Repeat the listing exactly as given, omitting every image.

SOURCE DATA:
# # # # #

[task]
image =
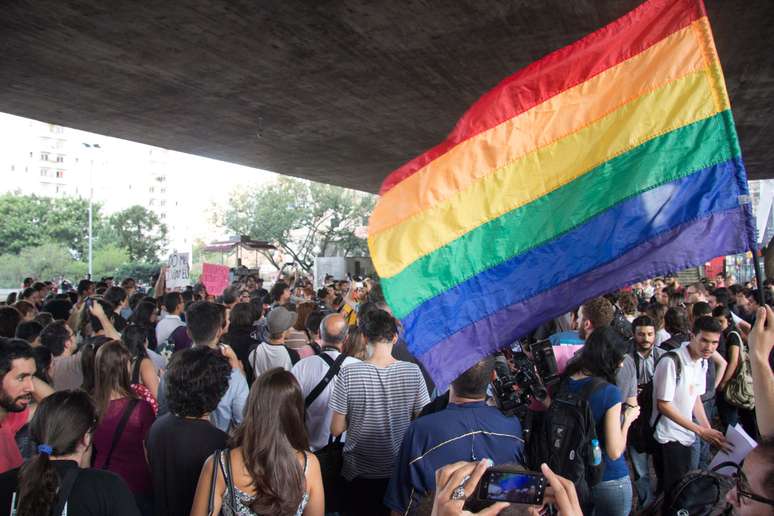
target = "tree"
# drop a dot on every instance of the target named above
(140, 232)
(303, 219)
(30, 221)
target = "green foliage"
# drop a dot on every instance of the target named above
(141, 271)
(30, 221)
(140, 232)
(54, 261)
(304, 219)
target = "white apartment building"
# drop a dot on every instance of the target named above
(51, 160)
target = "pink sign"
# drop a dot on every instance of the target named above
(215, 278)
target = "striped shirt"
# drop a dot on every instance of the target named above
(379, 404)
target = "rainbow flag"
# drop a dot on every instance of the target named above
(609, 161)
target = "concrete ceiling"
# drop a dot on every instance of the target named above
(335, 91)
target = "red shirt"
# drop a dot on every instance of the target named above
(128, 460)
(10, 457)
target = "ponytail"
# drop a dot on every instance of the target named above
(58, 426)
(38, 485)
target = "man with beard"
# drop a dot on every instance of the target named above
(640, 364)
(17, 368)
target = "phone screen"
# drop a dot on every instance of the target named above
(510, 486)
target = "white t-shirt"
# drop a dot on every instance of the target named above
(682, 394)
(309, 372)
(268, 356)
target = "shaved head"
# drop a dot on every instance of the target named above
(333, 330)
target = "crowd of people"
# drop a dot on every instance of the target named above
(293, 400)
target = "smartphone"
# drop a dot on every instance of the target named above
(507, 484)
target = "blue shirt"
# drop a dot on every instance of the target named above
(601, 401)
(470, 432)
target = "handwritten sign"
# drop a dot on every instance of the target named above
(178, 270)
(215, 278)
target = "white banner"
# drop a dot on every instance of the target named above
(178, 270)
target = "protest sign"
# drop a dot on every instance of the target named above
(177, 270)
(215, 278)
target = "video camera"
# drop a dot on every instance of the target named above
(520, 379)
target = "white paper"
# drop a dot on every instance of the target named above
(178, 271)
(742, 445)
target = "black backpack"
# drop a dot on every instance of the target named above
(699, 493)
(561, 437)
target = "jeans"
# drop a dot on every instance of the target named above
(365, 496)
(612, 497)
(672, 461)
(700, 451)
(641, 477)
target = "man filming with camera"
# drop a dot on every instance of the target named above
(466, 430)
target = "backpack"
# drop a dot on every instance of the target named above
(649, 443)
(166, 348)
(561, 437)
(699, 493)
(738, 390)
(640, 433)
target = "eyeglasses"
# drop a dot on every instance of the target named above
(743, 490)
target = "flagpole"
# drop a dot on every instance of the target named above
(758, 274)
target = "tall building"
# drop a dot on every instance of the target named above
(53, 161)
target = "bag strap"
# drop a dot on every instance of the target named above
(136, 370)
(213, 482)
(636, 357)
(678, 371)
(590, 388)
(120, 429)
(68, 481)
(230, 481)
(333, 370)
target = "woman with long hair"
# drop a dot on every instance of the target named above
(59, 472)
(355, 344)
(298, 338)
(242, 335)
(145, 379)
(731, 348)
(124, 421)
(597, 365)
(268, 469)
(145, 315)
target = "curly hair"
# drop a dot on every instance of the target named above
(196, 380)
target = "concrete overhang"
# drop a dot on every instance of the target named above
(335, 91)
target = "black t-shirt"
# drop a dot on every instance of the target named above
(95, 492)
(243, 343)
(119, 323)
(177, 449)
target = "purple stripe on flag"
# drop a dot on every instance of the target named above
(685, 246)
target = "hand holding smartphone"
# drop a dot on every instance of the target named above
(512, 484)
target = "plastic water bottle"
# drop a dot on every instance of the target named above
(596, 452)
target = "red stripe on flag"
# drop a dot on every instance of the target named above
(562, 69)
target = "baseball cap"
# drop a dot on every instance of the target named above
(280, 319)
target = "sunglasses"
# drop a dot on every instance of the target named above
(743, 489)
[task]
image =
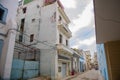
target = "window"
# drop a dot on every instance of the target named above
(60, 38)
(24, 10)
(3, 14)
(31, 37)
(22, 25)
(66, 42)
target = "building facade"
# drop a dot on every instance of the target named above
(75, 62)
(88, 60)
(95, 61)
(102, 61)
(107, 22)
(46, 25)
(8, 28)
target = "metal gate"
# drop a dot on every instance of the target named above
(26, 62)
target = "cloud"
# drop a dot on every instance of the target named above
(69, 3)
(82, 19)
(82, 24)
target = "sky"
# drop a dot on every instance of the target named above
(82, 26)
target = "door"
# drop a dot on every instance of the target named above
(64, 70)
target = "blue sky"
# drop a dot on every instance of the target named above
(81, 14)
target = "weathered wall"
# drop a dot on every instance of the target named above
(8, 45)
(113, 54)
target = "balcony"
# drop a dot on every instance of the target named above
(64, 49)
(64, 28)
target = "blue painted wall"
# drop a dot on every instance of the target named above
(102, 61)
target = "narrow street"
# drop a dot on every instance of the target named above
(89, 75)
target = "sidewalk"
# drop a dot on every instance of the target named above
(89, 75)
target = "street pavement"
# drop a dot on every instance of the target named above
(89, 75)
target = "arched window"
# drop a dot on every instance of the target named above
(3, 14)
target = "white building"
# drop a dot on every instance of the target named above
(7, 35)
(46, 23)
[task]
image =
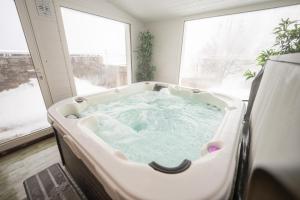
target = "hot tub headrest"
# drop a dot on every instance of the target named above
(184, 165)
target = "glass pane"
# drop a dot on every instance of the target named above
(21, 103)
(217, 51)
(97, 48)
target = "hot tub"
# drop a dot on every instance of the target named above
(150, 140)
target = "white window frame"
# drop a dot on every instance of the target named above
(87, 8)
(40, 74)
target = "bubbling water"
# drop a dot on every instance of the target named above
(157, 126)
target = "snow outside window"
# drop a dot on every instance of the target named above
(218, 50)
(97, 48)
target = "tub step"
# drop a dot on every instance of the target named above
(52, 183)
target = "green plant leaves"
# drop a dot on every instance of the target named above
(287, 40)
(145, 70)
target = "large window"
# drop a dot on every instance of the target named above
(218, 50)
(98, 49)
(22, 108)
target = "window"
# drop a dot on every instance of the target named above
(22, 108)
(98, 51)
(218, 50)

# # # # #

CORRECT OUTPUT:
[task]
image =
target = "tree"
# drop a dot on every instance of the target named above
(140, 232)
(303, 219)
(30, 221)
target = "green foliage"
# drop a dot on every instance of the target named above
(141, 271)
(30, 221)
(140, 232)
(54, 261)
(304, 219)
target = "white apartment building"
# drop a dot on every instance of the target named above
(51, 160)
target = "pink sign"
# drop a dot on every instance of the target named above
(215, 278)
target = "striped shirt"
# drop a dot on every instance of the target named above
(379, 404)
target = "rainbow flag"
# drop a dot on every instance of the target named above
(609, 161)
target = "concrete ceiling"
# drop a dot on every instance of the target named above
(335, 91)
target = "red shirt"
# drop a dot on every instance of the target named above
(128, 460)
(10, 457)
target = "ponytail"
# drop a dot on every instance of the target named above
(58, 426)
(38, 485)
target = "man with beard"
# drop a dot on every instance of the target named above
(640, 364)
(17, 368)
target = "phone screen"
# drop a dot on every instance of the target named above
(510, 486)
target = "white t-shirt"
# drop a dot on every instance of the target named above
(682, 394)
(309, 372)
(268, 356)
target = "shaved head"
# drop a dot on every instance of the target named above
(333, 330)
target = "crowd of people"
# drop a dot on every instance of the target named above
(293, 400)
target = "smartphone"
# drop a dot on every instance of the target named above
(507, 484)
target = "blue shirt"
# drop a dot on every instance of the target named above
(601, 401)
(470, 432)
target = "handwritten sign"
# drop a dot on every instance of the target named above
(178, 270)
(215, 278)
target = "white banner"
# drop a dot on every instance of the target named above
(178, 270)
target = "protest sign"
# drop a dot on every instance of the target named above
(177, 270)
(215, 278)
target = "video camera"
# drop a dot on every instance of the target named above
(520, 379)
target = "white paper"
# drop a dot on every instance of the target named above
(178, 271)
(742, 445)
target = "black backpack"
# drop a dot on every instance of the target named above
(699, 493)
(561, 437)
target = "jeans"
# drop a dot on every instance of the target named above
(365, 496)
(612, 497)
(672, 461)
(700, 451)
(641, 477)
target = "man filming with camera"
# drop a dot on every instance of the target named above
(466, 430)
target = "backpack"
# drop a dot on every instance of the target named above
(649, 443)
(166, 348)
(561, 437)
(699, 493)
(738, 390)
(640, 433)
target = "eyeglasses"
# drop a dot on every instance of the target named above
(743, 490)
target = "flagpole"
# drop a dot on every instance of the target named above
(758, 274)
target = "tall building"
# drop a dot on every instance of the target named above
(53, 161)
target = "bag strap"
# drop a dot on every instance of the target named above
(136, 370)
(213, 482)
(636, 357)
(678, 371)
(590, 388)
(120, 429)
(68, 481)
(230, 481)
(333, 370)
target = "woman with long hair"
# drop a dot on every instance of the target named above
(59, 472)
(355, 344)
(298, 338)
(242, 335)
(145, 379)
(731, 348)
(124, 421)
(597, 365)
(268, 469)
(145, 315)
target = "curly hair"
# drop a dot on every instance of the target named above
(196, 380)
target = "concrete overhang"
# drop a dot on every instance of the target named above
(335, 91)
target = "black t-shirt"
# drop a dot on every instance of the target named above
(95, 492)
(243, 343)
(119, 323)
(177, 449)
target = "purple stripe on flag"
# drop a dot on every instance of the target named above
(685, 246)
target = "hand holding smartphone"
# drop a dot on every instance of the target named above
(512, 484)
target = "plastic water bottle"
# drop a dot on every instance of the target named above
(596, 452)
target = "red stripe on flag"
# drop a dot on every instance of the target named above
(562, 69)
target = "baseball cap"
# drop a dot on every instance of the target named above
(280, 319)
target = "sunglasses"
# drop a dot on every instance of the target named above
(743, 489)
[task]
image =
target = "window"
# drop a dot on every instance of the target named above
(60, 38)
(24, 10)
(3, 14)
(31, 37)
(22, 25)
(66, 42)
target = "building facade"
# drop a dot on every instance of the target named above
(75, 62)
(88, 60)
(95, 61)
(102, 61)
(107, 22)
(46, 25)
(8, 28)
target = "metal gate"
# drop a dot on every instance of the target named above
(26, 62)
target = "cloud"
# drop a dot on every instance of the target named above
(69, 3)
(82, 19)
(82, 24)
target = "sky"
# drop a dot on every instance of the target named above
(82, 26)
target = "door"
# drop a dot on every instance of the target named above
(64, 70)
target = "blue sky"
# drop a dot on every instance of the target named above
(81, 14)
target = "weathered wall"
# drop a dot on every instance of the target named above
(8, 45)
(113, 54)
target = "balcony"
# drop a dot on every instance of the target named above
(64, 49)
(64, 28)
target = "blue painted wall"
# drop a dot on every instance of the target named above
(102, 61)
target = "narrow street"
# drop a dot on every instance of the target named above
(89, 75)
target = "sidewalk"
# drop a dot on every instance of the target named above
(89, 75)
target = "street pavement"
# drop a dot on every instance of the target named above
(89, 75)
target = "arched window"
# drop a dot on every instance of the target named above
(3, 14)
target = "white building"
# drop a dot on every instance of the target named above
(7, 35)
(46, 23)
[task]
image =
target = "hot tub headrest"
# drop a dot on every instance of the target named above
(184, 165)
target = "glass pane"
# drop a dot on every instance of the target named above
(21, 103)
(217, 51)
(97, 48)
target = "hot tub"
# drop a dot on every instance of the target named above
(150, 140)
target = "white window frame"
# drop a dot on every instance of the target named above
(87, 8)
(40, 74)
target = "bubbling water"
# drop a dot on every instance of the target named above
(157, 126)
target = "snow outside window"
# drop a dot on every instance of the target named above
(218, 50)
(97, 48)
target = "tub step"
# drop a dot on every instance of the target named above
(52, 183)
target = "green plant leaves"
# drop a dot on every instance of the target named above
(287, 40)
(145, 70)
target = "large window"
# drop a dot on every instance of the target named above
(218, 50)
(98, 49)
(22, 108)
target = "window"
# drop a dot on every instance of the target named above
(22, 108)
(98, 51)
(218, 50)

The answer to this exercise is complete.